» **SUPPLIED ENTRIES**:

++++++

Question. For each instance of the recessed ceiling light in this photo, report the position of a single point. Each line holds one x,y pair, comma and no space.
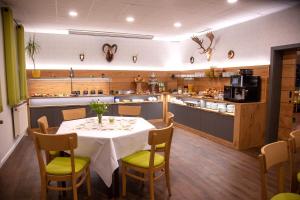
232,1
130,19
177,24
73,13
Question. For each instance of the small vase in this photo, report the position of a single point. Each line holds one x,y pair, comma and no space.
99,118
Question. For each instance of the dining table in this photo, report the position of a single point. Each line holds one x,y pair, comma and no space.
107,142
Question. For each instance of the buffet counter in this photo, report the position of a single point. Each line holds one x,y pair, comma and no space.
152,106
238,125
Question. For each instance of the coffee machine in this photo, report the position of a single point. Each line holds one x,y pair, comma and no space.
243,87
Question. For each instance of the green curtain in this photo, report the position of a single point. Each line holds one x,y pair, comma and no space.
9,36
21,62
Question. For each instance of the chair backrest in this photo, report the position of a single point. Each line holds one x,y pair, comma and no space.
159,136
129,110
46,143
43,124
170,118
72,114
274,155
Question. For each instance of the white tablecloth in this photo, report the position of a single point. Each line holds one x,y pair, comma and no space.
105,144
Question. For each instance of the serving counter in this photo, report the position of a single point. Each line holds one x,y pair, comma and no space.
242,129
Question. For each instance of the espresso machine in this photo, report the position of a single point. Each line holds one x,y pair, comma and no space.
243,87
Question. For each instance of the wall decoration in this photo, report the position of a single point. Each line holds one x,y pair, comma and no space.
192,59
109,51
81,57
134,59
208,50
230,54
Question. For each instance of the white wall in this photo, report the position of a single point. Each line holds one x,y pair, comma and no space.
251,42
62,51
7,141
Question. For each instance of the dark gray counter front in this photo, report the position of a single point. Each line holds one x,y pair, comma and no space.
215,124
151,110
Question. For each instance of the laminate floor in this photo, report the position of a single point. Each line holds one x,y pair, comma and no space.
200,169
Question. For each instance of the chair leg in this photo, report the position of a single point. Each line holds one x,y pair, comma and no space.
75,196
151,185
123,181
43,190
88,181
167,174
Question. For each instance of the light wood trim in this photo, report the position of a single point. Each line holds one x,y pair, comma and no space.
72,114
249,125
129,110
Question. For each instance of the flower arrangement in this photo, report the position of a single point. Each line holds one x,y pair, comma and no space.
99,108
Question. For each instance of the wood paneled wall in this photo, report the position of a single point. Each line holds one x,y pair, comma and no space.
288,82
124,80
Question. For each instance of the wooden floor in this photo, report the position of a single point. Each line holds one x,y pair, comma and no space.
200,169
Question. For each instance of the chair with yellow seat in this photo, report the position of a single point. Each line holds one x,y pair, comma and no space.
72,114
124,110
45,129
275,155
149,163
170,120
71,169
295,148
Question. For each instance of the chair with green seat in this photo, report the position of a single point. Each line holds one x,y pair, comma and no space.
150,163
170,120
294,142
45,129
71,169
275,155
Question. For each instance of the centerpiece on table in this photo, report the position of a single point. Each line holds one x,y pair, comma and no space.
99,108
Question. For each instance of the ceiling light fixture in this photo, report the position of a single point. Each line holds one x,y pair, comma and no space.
130,19
73,13
177,24
232,1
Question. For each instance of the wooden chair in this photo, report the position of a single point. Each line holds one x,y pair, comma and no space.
294,142
275,155
129,110
45,129
61,169
170,120
148,162
72,114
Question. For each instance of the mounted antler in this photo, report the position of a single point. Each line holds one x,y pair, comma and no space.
109,51
208,50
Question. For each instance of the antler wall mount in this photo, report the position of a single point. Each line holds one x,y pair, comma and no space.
208,50
109,51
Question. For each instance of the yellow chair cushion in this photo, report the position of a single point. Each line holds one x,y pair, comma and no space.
160,146
54,153
62,165
142,159
286,196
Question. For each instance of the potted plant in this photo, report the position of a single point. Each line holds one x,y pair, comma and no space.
32,49
99,108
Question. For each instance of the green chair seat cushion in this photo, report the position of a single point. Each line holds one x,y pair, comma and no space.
142,159
62,165
160,146
286,196
54,153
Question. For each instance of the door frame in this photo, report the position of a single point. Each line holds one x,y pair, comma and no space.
273,104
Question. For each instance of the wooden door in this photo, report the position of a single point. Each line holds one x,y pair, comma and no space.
288,81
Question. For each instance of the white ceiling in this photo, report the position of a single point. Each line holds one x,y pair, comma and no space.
155,17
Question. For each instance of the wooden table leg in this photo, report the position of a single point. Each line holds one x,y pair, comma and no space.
114,189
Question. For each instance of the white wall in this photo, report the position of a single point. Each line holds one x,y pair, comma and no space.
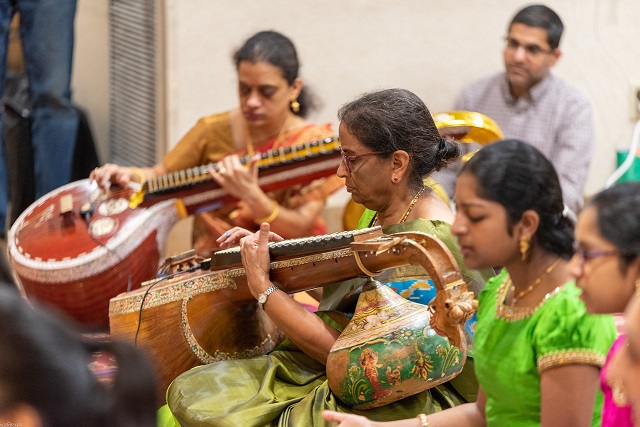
347,47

++++++

» **INSTRUCTIONS TO FOLLOW**:
Could you output the entire listing verbatim while omitting its pictures?

» **ANSWER TO THIS EXERCISE**:
Question. For each instance of the recessed ceiling light in this photo, report the position of a single point. Each line holds one x,y pair, comma and no space.
232,1
130,19
177,24
73,13
Question. For each instance of the small vase in this photo, report the position of a single point. Each line holds one x,y pair, comma and no space.
99,118
Question. For each instance of the dining table in this photo, report the position of a single point. Each line holds one x,y pair, comma and no space.
107,142
Question. For each instance of the buffet counter in this photo, report the position of a single point. Each line holds one x,y pair, comma and no space.
152,106
238,125
Question. For each instance of the coffee machine in this photo, report the position of a single point. Each line holds one x,y pair, comma and no space.
243,87
Question. For each instance of the green curtain in this photo, report the position of a single point. Each line holds one x,y pair, comma and no space.
9,36
21,62
Question. For each instance of the chair backrest in this photo, report the position of a single point. Each line holds one x,y pair, comma and no space.
159,136
129,110
46,143
43,124
170,118
72,114
274,155
Question. For each instance of the white tablecloth in this photo, report the position of a single point. Each line holds one x,y pair, comma and no space.
105,144
Question. For each instance of the serving counter in this photo, report the position of a single point. Each line holds one x,y pair, comma and no space.
242,129
Question. For each instance of the espresso machine in this photo, report the position of a single point. Each line holds one x,y pair, comma and no space.
243,87
Question. For each instance of the wall decoration in this photo, report the position of a single point. Each line holds one x,y pair, comma and no space.
192,59
109,51
81,57
134,59
208,50
230,54
Question. For each instance of the white wall in this photo, report the position of a single point. Each line holds one x,y pair, comma and no space.
251,42
62,51
7,141
Question. For each instance of the dark gray counter front in this photo, report the position of a single point. Each line holds one x,y pair, comma and no space.
215,124
151,110
Question. For each instance of the laminate floor in this photo, report the position of a single point. Each line holds one x,y pair, comma and no space.
200,169
Question. For each instance of the chair leg in this photo, report the position of a single point. Each line holds one x,y pair, comma and no space.
75,196
151,185
123,181
43,190
88,181
167,174
Question. For each instance of the light wood trim in this photo, report the position of a single point. Each line holds one x,y pair, comma and no space.
72,114
249,125
129,110
Question. For each instance of the flower arrangement in this photo, report the position of a single point. Each line holds one x,y pair, comma and no space.
99,108
Question. For each instance of the wood paneled wall in this photo, report the position of a single point. Each line holds one x,y pair, comma and no space.
288,82
124,80
Question. For each instance of the wooden floor in this photo, report the position of a single point. Each line holds one x,y pair, comma and no space.
200,169
Question. For each instance of the chair with yellow seat in this photo, report the position of a single point. Each line holds one x,y pair, comma and no space.
72,114
124,110
45,129
275,155
149,163
170,120
71,169
295,148
Question. For each instance of the chair with green seat in this photo, report the position of a single point. Each line holds one x,y pair, comma and no space.
150,163
170,120
294,142
45,129
71,169
275,155
Question. For each instance of the centerpiece on table in this photo, report the position of a single point. Each line holds one x,y pair, comma and no space.
99,108
Question. For each instance of the ceiling light fixture in this photo, report the position of a single point. Each line holds one x,y pair, comma and no space.
130,19
73,13
177,24
232,1
Question. For each instance of the wooden chair in this photo, report the position of a single point. Each line holds one x,y pair, comma and no space.
294,142
275,155
129,110
45,129
61,169
170,120
148,162
72,114
Question. For each instance of the mounted antler in this photo, report the position of a single point. Each line holds one x,y pair, comma and no space.
109,51
208,50
Question. For each instance of the antler wall mount in this photo, report the position of a single point. Each line holds one x,y pair, comma and no space.
208,50
109,51
Question. For each instance of the yellow chair cushion in this photo, report the position of a single point. Each line holds one x,y pair, comma and no space.
160,146
54,153
62,165
142,159
286,196
Question. For each instance of the potted plant in this photo, report the position of a single point. Each line holds one x,y pair, comma and no space.
32,49
99,108
Question. For each instance of the green chair seat cushion in this photo, report the position of a single point. Each line holds one x,y pair, comma and no space.
142,159
62,165
160,146
286,196
54,153
Question. For each instance of the door frame in this photo, report the position of a single point. Each line holds one x,y pair, comma and no space.
273,104
Question. For each instance of the wooden door in this photo, report the position of a single point. Each line holds one x,y pair, comma and no space.
288,81
Question. For each instance of the white ceiling in this photo, report the position of a single point. Each line holds one x,y pair, comma and no space.
155,17
Question. For each instance of the wooden table leg in this photo, report the position of a single point. Each line holds one x,y pair, comma and no space.
114,189
Question. For each instance of the white wall in this photo, report the position of a single point. Each line holds one x,y pair, comma and no space.
347,47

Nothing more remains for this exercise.